Extracted text:
OG v AG  EWFC 52
29 July 2020
Mostyn J’s judgment in OG v AG, in which Christopher Sharp QC and Andrew Commins represented the wife, provides a number of important pointers for financial remedy practitioners.
It highlights the importance of negotiating reasonably, even in the face of abysmal litigation conduct, late disclosure and s.25(2)(g) conduct, and even when the financial position is not clarified until weeks before trial. It is never too late and if a party fails to do so they will suffer a costs penalty.
Due largely to the way the husband had conducted himself and the litigation (described by the judge as his “abysmal, and let there be no doubt, dishonest, presentation”) the case took two years from H’s Form A, and generated costs in excess of £1 million with two aborted FDRs. W pursued disclosure from H and third parties to uncover H’s financial situation and only, on the judge’s findings, on 12th June 2020, shortly after the PTR, and less than a month before the trial started on 8th July had “the husband made the final round of disclosure which enabled the financial landscape to be viewed with sufficient clarity to enable negotiations to take place reasonably.” The important point for practitioners, however, is that even at that late stage W was ‘required’ to ‘engage in reasonable open negotiations’. The judge, assessing both parties as being ‘difficult and confrontational characters’, took the view that W’s position was unreasonable, that the revised PD 28A paragraph 4.4 (which the judge said is “extremely important”) clearly applied and requires the parties to negotiate openly in a reasonable way. W had not done so and suffered a consequential penalty in costs, by way of a reduction in the award of costs in her favour made against H. The judge observed: “I hope that this decision will serve as a clear warning to all future litigants: if you do not negotiate reasonably you will be penalised in costs.”

Entries shown:
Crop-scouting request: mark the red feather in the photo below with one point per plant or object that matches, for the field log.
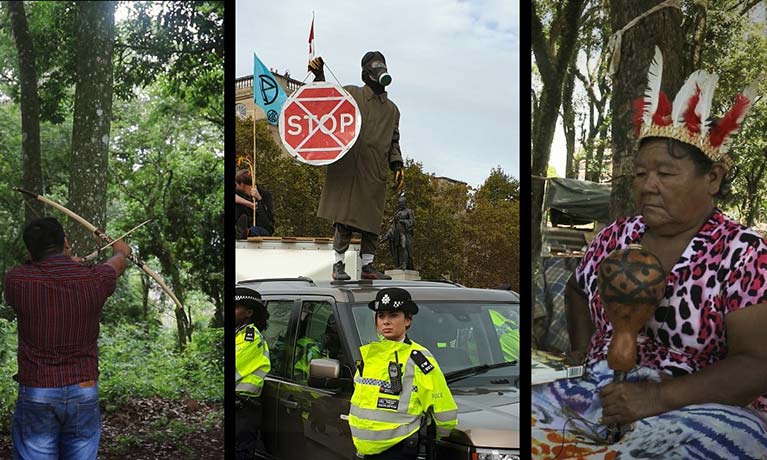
(662, 116)
(639, 105)
(692, 119)
(729, 121)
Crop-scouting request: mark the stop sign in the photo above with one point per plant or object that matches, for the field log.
(319, 123)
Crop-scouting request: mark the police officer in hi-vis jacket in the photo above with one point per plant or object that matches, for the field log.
(252, 364)
(398, 383)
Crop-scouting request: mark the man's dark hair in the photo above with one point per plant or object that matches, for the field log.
(243, 177)
(44, 237)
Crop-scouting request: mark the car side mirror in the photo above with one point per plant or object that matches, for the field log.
(325, 373)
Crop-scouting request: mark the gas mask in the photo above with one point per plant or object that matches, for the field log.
(374, 72)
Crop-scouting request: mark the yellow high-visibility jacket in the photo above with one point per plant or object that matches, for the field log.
(508, 335)
(251, 360)
(379, 419)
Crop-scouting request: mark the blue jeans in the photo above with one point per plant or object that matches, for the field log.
(56, 423)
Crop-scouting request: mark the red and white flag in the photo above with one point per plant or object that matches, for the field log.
(311, 41)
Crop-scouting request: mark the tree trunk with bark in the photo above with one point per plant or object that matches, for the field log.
(568, 117)
(92, 119)
(552, 57)
(32, 176)
(664, 29)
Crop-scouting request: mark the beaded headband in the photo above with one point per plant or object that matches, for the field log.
(687, 119)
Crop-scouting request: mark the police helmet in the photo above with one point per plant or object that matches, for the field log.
(248, 298)
(393, 299)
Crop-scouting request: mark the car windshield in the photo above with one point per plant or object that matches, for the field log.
(459, 335)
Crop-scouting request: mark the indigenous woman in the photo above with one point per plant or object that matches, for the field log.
(697, 388)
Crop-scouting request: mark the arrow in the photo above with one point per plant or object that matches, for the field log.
(95, 253)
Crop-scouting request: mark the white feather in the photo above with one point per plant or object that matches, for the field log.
(750, 94)
(654, 75)
(687, 90)
(704, 104)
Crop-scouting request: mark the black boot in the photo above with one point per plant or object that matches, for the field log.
(339, 272)
(370, 273)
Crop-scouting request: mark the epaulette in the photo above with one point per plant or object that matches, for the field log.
(421, 361)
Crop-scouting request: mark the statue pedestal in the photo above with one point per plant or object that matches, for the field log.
(406, 275)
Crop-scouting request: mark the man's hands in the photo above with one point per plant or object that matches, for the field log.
(626, 402)
(120, 252)
(399, 179)
(317, 67)
(121, 247)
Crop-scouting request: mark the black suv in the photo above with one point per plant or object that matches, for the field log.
(314, 334)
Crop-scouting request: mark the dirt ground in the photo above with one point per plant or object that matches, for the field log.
(157, 429)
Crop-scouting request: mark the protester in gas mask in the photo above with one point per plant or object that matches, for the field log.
(355, 186)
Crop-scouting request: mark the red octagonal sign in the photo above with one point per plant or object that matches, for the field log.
(319, 123)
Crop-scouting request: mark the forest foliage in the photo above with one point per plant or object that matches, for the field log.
(165, 162)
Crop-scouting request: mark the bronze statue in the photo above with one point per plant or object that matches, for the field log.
(400, 236)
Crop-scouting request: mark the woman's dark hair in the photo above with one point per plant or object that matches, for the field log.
(43, 237)
(703, 164)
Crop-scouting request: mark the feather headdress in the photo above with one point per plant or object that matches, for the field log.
(687, 119)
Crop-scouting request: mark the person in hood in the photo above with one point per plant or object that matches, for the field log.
(355, 186)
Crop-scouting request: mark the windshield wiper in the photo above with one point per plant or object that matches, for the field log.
(454, 376)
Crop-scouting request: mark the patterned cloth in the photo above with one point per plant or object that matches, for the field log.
(721, 270)
(58, 304)
(549, 316)
(565, 416)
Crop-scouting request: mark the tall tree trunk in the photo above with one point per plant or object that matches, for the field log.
(218, 313)
(662, 28)
(552, 58)
(30, 108)
(92, 119)
(596, 172)
(568, 118)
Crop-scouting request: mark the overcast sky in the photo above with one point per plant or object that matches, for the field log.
(454, 65)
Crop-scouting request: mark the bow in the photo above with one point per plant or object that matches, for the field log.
(99, 233)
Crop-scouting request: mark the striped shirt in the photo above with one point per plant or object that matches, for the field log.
(58, 305)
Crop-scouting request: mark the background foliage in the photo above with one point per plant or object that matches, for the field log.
(166, 164)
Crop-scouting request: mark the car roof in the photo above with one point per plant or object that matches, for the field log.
(365, 290)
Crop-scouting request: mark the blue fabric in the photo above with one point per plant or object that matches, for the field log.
(62, 423)
(571, 408)
(267, 92)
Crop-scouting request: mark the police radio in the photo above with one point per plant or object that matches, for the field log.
(395, 375)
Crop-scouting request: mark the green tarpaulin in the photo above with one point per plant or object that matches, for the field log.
(579, 199)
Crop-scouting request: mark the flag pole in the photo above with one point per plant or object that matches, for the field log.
(253, 165)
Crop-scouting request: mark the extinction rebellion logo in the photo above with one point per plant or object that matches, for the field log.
(269, 92)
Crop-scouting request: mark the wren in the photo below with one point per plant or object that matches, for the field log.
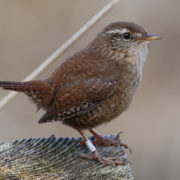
(95, 85)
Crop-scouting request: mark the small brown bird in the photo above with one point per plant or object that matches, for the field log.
(95, 85)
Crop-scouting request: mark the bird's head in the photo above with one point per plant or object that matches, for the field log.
(125, 35)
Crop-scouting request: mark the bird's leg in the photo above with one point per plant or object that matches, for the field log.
(108, 141)
(96, 155)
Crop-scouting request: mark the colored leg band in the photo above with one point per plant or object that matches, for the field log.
(90, 146)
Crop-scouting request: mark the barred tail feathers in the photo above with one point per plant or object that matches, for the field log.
(40, 92)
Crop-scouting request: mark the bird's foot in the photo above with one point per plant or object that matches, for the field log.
(107, 141)
(103, 160)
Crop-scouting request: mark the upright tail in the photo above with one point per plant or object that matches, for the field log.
(40, 92)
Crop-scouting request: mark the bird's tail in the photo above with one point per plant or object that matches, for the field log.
(40, 92)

Short exercise 1: List every calendar date given in the case summary on OG v AG.
Short exercise 2: Write out the part of the OG v AG case summary between "It highlights the" and "a costs penalty.", inclusive.

Final answer 1:
29 July 2020
12th June 2020
8th July

Final answer 2:
It highlights the importance of negotiating reasonably, even in the face of abysmal litigation conduct, late disclosure and s.25(2)(g) conduct, and even when the financial position is not clarified until weeks before trial. It is never too late and if a party fails to do so they will suffer a costs penalty.